> **EXTRACTED RECORDS**:
——

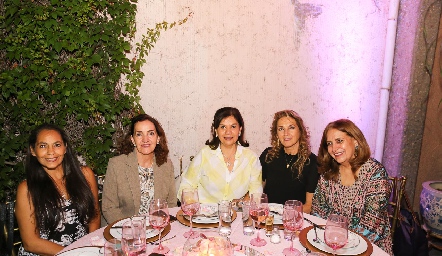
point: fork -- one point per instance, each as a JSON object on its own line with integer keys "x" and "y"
{"x": 163, "y": 240}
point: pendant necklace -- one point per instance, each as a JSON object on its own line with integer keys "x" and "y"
{"x": 290, "y": 162}
{"x": 227, "y": 159}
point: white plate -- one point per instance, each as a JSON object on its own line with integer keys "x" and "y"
{"x": 276, "y": 211}
{"x": 355, "y": 245}
{"x": 208, "y": 210}
{"x": 116, "y": 232}
{"x": 82, "y": 251}
{"x": 207, "y": 214}
{"x": 242, "y": 250}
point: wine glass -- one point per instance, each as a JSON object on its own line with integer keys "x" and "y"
{"x": 159, "y": 218}
{"x": 190, "y": 206}
{"x": 259, "y": 210}
{"x": 336, "y": 232}
{"x": 292, "y": 218}
{"x": 133, "y": 237}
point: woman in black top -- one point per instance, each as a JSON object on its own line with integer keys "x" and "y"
{"x": 289, "y": 169}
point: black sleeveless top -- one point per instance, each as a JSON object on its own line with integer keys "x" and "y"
{"x": 68, "y": 230}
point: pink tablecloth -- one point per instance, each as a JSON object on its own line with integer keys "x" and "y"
{"x": 237, "y": 237}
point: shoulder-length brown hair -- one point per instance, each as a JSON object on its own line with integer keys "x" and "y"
{"x": 161, "y": 150}
{"x": 304, "y": 141}
{"x": 220, "y": 114}
{"x": 327, "y": 165}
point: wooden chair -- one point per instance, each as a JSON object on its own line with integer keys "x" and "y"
{"x": 397, "y": 186}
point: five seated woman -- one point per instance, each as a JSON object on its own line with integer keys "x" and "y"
{"x": 350, "y": 182}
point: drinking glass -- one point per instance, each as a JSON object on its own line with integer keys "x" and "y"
{"x": 112, "y": 247}
{"x": 159, "y": 218}
{"x": 190, "y": 206}
{"x": 225, "y": 217}
{"x": 259, "y": 209}
{"x": 292, "y": 218}
{"x": 133, "y": 237}
{"x": 336, "y": 232}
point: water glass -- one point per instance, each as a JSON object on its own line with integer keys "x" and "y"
{"x": 269, "y": 225}
{"x": 247, "y": 222}
{"x": 133, "y": 237}
{"x": 112, "y": 248}
{"x": 225, "y": 217}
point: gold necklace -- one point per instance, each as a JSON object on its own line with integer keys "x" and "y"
{"x": 291, "y": 160}
{"x": 227, "y": 159}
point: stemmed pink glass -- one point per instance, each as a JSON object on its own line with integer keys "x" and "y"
{"x": 292, "y": 218}
{"x": 190, "y": 206}
{"x": 159, "y": 218}
{"x": 259, "y": 210}
{"x": 336, "y": 232}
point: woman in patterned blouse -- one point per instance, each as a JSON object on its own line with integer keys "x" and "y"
{"x": 352, "y": 184}
{"x": 225, "y": 169}
{"x": 58, "y": 202}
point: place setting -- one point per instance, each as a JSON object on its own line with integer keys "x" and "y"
{"x": 194, "y": 214}
{"x": 136, "y": 231}
{"x": 335, "y": 239}
{"x": 83, "y": 251}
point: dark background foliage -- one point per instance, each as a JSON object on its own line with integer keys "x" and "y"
{"x": 64, "y": 62}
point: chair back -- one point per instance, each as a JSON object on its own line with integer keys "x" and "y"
{"x": 397, "y": 189}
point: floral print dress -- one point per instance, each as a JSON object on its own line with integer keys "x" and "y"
{"x": 69, "y": 229}
{"x": 364, "y": 203}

——

> **ABOUT THIS TASK**:
Your task is to copy exactly, and only, the lines from the line with "point: water glass" through the last line of the entries, both included.

> **WRITTEN RESPONSE**:
point: water glass -- one point per instance, each as a JSON object on its own line with integer keys "x" and "y"
{"x": 269, "y": 225}
{"x": 247, "y": 222}
{"x": 133, "y": 237}
{"x": 112, "y": 248}
{"x": 225, "y": 217}
point: gold necklace -- one point per instance, each as a JSON object on its own line with integer keys "x" and "y"
{"x": 291, "y": 160}
{"x": 227, "y": 159}
point: stemmed pink glass -- one point per instance, each as a JSON object on its own line with integer keys "x" and "y"
{"x": 292, "y": 218}
{"x": 190, "y": 206}
{"x": 159, "y": 218}
{"x": 259, "y": 210}
{"x": 336, "y": 232}
point: woman in patterned blouse -- one point per instance, each as a JSON object on its own line with integer keys "x" and "y"
{"x": 352, "y": 184}
{"x": 225, "y": 169}
{"x": 58, "y": 202}
point: place setting -- one point per instance, each as a JSON object on its own line with integer keys "x" and "y"
{"x": 194, "y": 214}
{"x": 136, "y": 231}
{"x": 335, "y": 239}
{"x": 83, "y": 251}
point: dark background foliage -- one point per instance, each as a JSON object on its own line with integer keys "x" and "y"
{"x": 64, "y": 62}
point: chair back -- one point per instance, each as a JSON object on its own line with integer keys "x" and "y"
{"x": 397, "y": 189}
point: floral print dress -- one point per instance, each as a JSON object on its own line with integer keys "x" and "y"
{"x": 69, "y": 229}
{"x": 364, "y": 203}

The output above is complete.